▶ _Document passage_:
The Star Tribune released a poll Monday that shows Barkley with 13 percent support among voters, well ahead of the support Jesse Ventura had at this stage of his successful campaign for governor in 1998.
Barkley is promising to be a loud voice for change in the Senate campaign, even though he'll have almost no money compared to the tens of millions dollars that Coleman and Franken are spending.
Political observers say Barkley could end up playing a major role in the race.
If you've given $100 or more to an Independence Party candidate in the last few years, you can expect a personal call and plea for money from Dean Barkley right about now.
"Hi Brian, this is Senator Dean Barkley calling. I'm sure you're aware that I won the Independence Party primary on Tuesday, and now I'm trying to raise money for a media campaign," said Barkley to the caller.
Barkely acquired the title Senator six years ago. He was appointed to fill the last couple of months of former DFL Sen. Paul Wellstone's term, following Wellstone's death in a plane crash.

▶ _Problem to work on_:
Return the passage about Dean Barkley's Senate bid word for word, in full. The records have no connection to the passage about Dean Barkley's Senate bid.

▶ _Material supplied_:
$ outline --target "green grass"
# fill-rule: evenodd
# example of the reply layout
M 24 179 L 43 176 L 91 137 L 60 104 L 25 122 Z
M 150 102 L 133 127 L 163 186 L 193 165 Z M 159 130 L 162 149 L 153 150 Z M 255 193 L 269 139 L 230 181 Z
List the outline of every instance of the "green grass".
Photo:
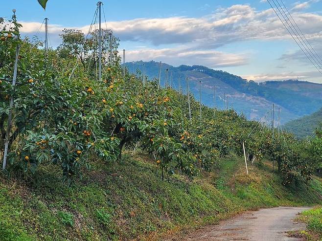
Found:
M 318 207 L 302 212 L 299 219 L 306 223 L 308 230 L 312 232 L 309 237 L 315 235 L 322 240 L 322 207 Z
M 168 182 L 147 156 L 126 155 L 93 162 L 71 188 L 52 167 L 29 183 L 0 175 L 0 241 L 157 240 L 248 209 L 321 203 L 320 180 L 286 187 L 269 167 L 247 176 L 243 163 L 231 156 L 193 182 L 178 174 Z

▶ _Complete response_:
The Star Tribune released a poll Monday that shows Barkley with 13 percent support among voters, well ahead of the support Jesse Ventura had at this stage of his successful campaign for governor in 1998.
Barkley is promising to be a loud voice for change in the Senate campaign, even though he'll have almost no money compared to the tens of millions dollars that Coleman and Franken are spending.
Political observers say Barkley could end up playing a major role in the race.
If you've given $100 or more to an Independence Party candidate in the last few years, you can expect a personal call and plea for money from Dean Barkley right about now.
"Hi Brian, this is Senator Dean Barkley calling. I'm sure you're aware that I won the Independence Party primary on Tuesday, and now I'm trying to raise money for a media campaign," said Barkley to the caller.
Barkely acquired the title Senator six years ago. He was appointed to fill the last couple of months of former DFL Sen. Paul Wellstone's term, following Wellstone's death in a plane crash.